* _Your task_: Reproduce every line of the data below, substituting "in this image" for each occurrence of "in this photo" and keeping everything else the same. Leave the pictures out of your answer.

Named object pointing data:
● ● ●

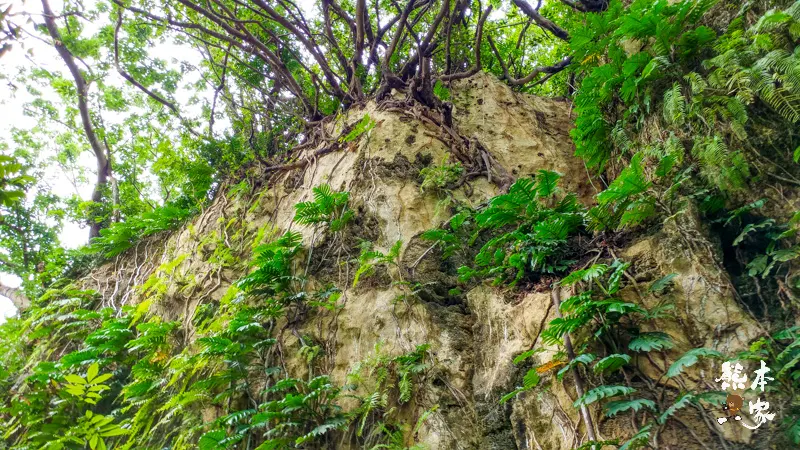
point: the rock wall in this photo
(473, 335)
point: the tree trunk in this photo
(16, 296)
(82, 87)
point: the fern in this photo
(601, 393)
(690, 358)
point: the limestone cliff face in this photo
(473, 335)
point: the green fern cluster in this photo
(329, 208)
(526, 231)
(629, 56)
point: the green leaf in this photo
(75, 379)
(691, 358)
(662, 283)
(611, 363)
(584, 358)
(602, 392)
(531, 379)
(547, 183)
(618, 406)
(650, 341)
(680, 403)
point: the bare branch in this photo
(82, 88)
(549, 70)
(478, 65)
(16, 296)
(543, 23)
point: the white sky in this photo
(12, 102)
(45, 56)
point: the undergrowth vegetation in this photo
(686, 113)
(157, 388)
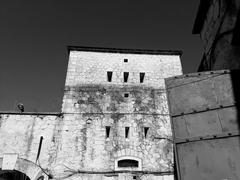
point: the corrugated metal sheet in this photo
(204, 115)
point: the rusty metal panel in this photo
(204, 112)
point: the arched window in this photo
(128, 163)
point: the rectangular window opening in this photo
(125, 76)
(107, 131)
(146, 131)
(126, 132)
(142, 75)
(109, 76)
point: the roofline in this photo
(124, 51)
(31, 113)
(201, 15)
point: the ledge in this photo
(126, 51)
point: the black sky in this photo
(34, 35)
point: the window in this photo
(125, 76)
(107, 131)
(146, 131)
(109, 76)
(126, 132)
(128, 163)
(142, 77)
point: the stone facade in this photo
(218, 24)
(114, 122)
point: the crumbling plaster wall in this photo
(20, 134)
(217, 33)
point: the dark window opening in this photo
(13, 175)
(146, 131)
(107, 131)
(126, 132)
(128, 163)
(109, 76)
(125, 76)
(142, 77)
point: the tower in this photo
(116, 120)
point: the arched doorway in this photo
(13, 175)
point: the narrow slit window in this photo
(142, 75)
(126, 132)
(125, 76)
(109, 76)
(128, 163)
(107, 131)
(146, 131)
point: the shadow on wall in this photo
(235, 78)
(12, 175)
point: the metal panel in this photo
(204, 116)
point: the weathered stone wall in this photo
(216, 35)
(75, 143)
(89, 97)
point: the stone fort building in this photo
(114, 123)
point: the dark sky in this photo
(34, 35)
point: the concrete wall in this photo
(205, 117)
(217, 34)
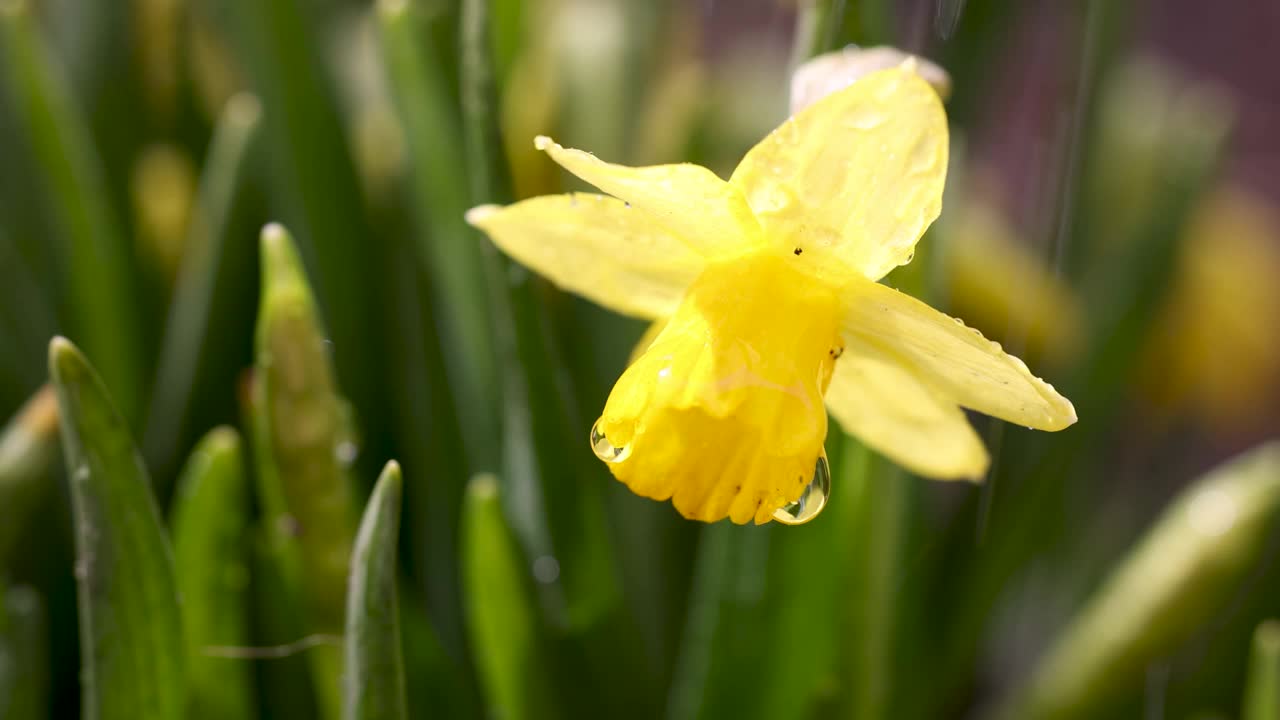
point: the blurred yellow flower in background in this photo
(995, 279)
(769, 282)
(1214, 352)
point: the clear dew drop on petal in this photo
(606, 450)
(812, 500)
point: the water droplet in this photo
(812, 500)
(346, 451)
(606, 450)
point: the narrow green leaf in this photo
(305, 427)
(446, 246)
(314, 182)
(502, 619)
(1262, 692)
(210, 235)
(1184, 570)
(543, 443)
(28, 449)
(721, 668)
(23, 655)
(92, 253)
(210, 524)
(131, 634)
(374, 675)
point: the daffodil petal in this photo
(690, 201)
(965, 367)
(855, 177)
(595, 246)
(882, 404)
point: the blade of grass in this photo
(91, 250)
(1262, 691)
(208, 245)
(374, 675)
(544, 449)
(131, 632)
(23, 655)
(1182, 573)
(210, 523)
(307, 499)
(446, 246)
(502, 618)
(28, 449)
(315, 185)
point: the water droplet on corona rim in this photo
(812, 500)
(606, 450)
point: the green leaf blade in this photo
(131, 630)
(210, 520)
(374, 677)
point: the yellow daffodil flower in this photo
(768, 283)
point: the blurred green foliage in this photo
(498, 572)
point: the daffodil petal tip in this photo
(476, 215)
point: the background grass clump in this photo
(287, 438)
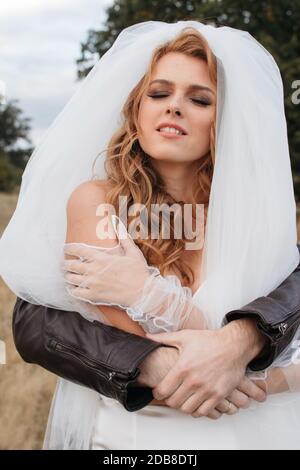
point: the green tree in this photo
(14, 130)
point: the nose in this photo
(174, 110)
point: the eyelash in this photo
(199, 102)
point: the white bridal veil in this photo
(251, 237)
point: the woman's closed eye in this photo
(201, 101)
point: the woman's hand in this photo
(211, 366)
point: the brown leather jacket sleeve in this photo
(92, 354)
(277, 316)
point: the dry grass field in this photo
(25, 389)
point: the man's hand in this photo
(210, 367)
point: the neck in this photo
(178, 178)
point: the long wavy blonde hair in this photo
(130, 172)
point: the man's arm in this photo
(92, 354)
(41, 333)
(276, 316)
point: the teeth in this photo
(172, 130)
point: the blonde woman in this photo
(191, 83)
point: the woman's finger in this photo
(239, 399)
(74, 266)
(74, 279)
(227, 407)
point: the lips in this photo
(169, 124)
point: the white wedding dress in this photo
(274, 424)
(268, 425)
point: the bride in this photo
(203, 126)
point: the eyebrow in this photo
(190, 87)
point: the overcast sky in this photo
(39, 45)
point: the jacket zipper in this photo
(282, 326)
(93, 364)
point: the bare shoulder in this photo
(87, 215)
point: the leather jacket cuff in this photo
(277, 316)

● ● ●

* _Response to this task_:
point: the rock wall in this image
(473, 335)
point: the tree trunk in this image
(16, 296)
(82, 87)
point: the fern in this image
(601, 393)
(690, 358)
point: the limestone cliff face in this image
(473, 335)
point: the green fern cluster in this image
(329, 208)
(526, 231)
(629, 56)
point: the green leaf in this image
(75, 379)
(691, 358)
(662, 283)
(611, 363)
(584, 358)
(602, 392)
(531, 379)
(547, 183)
(618, 406)
(650, 341)
(680, 403)
point: the bare branch in this image
(82, 88)
(549, 70)
(478, 65)
(16, 296)
(543, 23)
point: the white sky in this image
(12, 102)
(45, 56)
point: the undergrowth vegetation in this image
(686, 113)
(157, 388)
point: the corrugated metal sheet in this image
(204, 115)
point: the rusty metal panel in this image
(204, 112)
point: the arched window in this image
(128, 163)
point: the rectangular window opening in this image
(125, 76)
(107, 131)
(146, 131)
(126, 132)
(142, 75)
(109, 76)
point: the roofline in this image
(124, 51)
(31, 113)
(201, 15)
point: the ledge in this image
(126, 51)
point: the black sky in this image
(34, 35)
point: the window in this image
(125, 76)
(107, 131)
(146, 131)
(109, 76)
(126, 132)
(128, 163)
(142, 77)
point: the stone facade in this image
(218, 24)
(114, 122)
point: the crumbling plaster wall in this image
(20, 134)
(217, 33)
point: the dark window opening in this image
(13, 175)
(146, 131)
(107, 131)
(126, 132)
(128, 163)
(109, 76)
(125, 76)
(142, 77)
point: the tower in this image
(116, 120)
point: the arched doorway in this image
(13, 175)
point: the narrow slit window in this image
(142, 75)
(126, 132)
(125, 76)
(109, 76)
(128, 163)
(107, 131)
(146, 131)
point: the shadow on wall in this image
(235, 78)
(12, 175)
point: the metal panel in this image
(204, 116)
point: the weathered stone wall in this image
(216, 35)
(75, 143)
(89, 97)
point: the stone fort building in this image
(114, 123)
point: the dark sky in this image
(34, 35)
point: the concrete wall in this image
(205, 117)
(217, 34)
point: the blurred yellow flower in background in this image
(995, 279)
(769, 282)
(1214, 352)
point: the clear dew drop on petal in this image
(606, 450)
(812, 500)
point: the water droplet in this image
(812, 500)
(346, 451)
(606, 450)
point: the narrow green leaf in this image
(305, 427)
(446, 246)
(314, 182)
(502, 619)
(1262, 692)
(210, 235)
(1184, 570)
(543, 443)
(28, 449)
(721, 668)
(23, 655)
(92, 253)
(210, 524)
(131, 634)
(374, 675)
point: the daffodil petal in this image
(690, 201)
(965, 367)
(855, 177)
(595, 246)
(882, 404)
point: the blade of grass in this image
(91, 250)
(1262, 691)
(208, 245)
(374, 675)
(544, 449)
(131, 632)
(23, 655)
(1182, 573)
(210, 523)
(307, 499)
(446, 246)
(502, 618)
(28, 449)
(315, 185)
point: the water droplet on corona rim in this image
(812, 500)
(606, 450)
point: the green leaf blade in this image
(131, 630)
(210, 520)
(374, 677)
point: the yellow daffodil flower in this image
(768, 283)
point: the blurred green foliage in this image
(498, 572)
point: the daffodil petal tip in this image
(476, 215)
point: the background grass clump in this image
(287, 438)
point: the green tree in this image
(14, 130)
point: the nose in this image
(174, 110)
point: the eyelash in this image
(199, 102)
point: the white bridal veil in this image
(251, 237)
point: the woman's closed eye in this image
(201, 101)
point: the woman's hand in this image
(211, 366)
point: the brown leather jacket sleeve in this image
(92, 354)
(277, 316)
point: the dry grass field in this image
(25, 389)
point: the man's hand in this image
(210, 367)
point: the neck in this image
(178, 178)
point: the long wavy blonde hair in this image
(130, 172)
point: the man's arm in this image
(92, 354)
(41, 333)
(276, 316)
point: the teeth in this image
(172, 130)
point: the blonde woman in this image
(191, 83)
point: the woman's finger in this image
(239, 399)
(74, 266)
(74, 279)
(227, 407)
point: the lips in this image
(169, 124)
point: the white wedding dress in this image
(274, 424)
(268, 425)
point: the bride in this image
(203, 126)
point: the eyebrow in this image
(190, 87)
point: the overcast sky in this image
(39, 45)
point: the jacket zipper in this image
(282, 326)
(93, 364)
point: the bare shoulder in this image
(87, 215)
point: the leather jacket cuff in this image
(277, 316)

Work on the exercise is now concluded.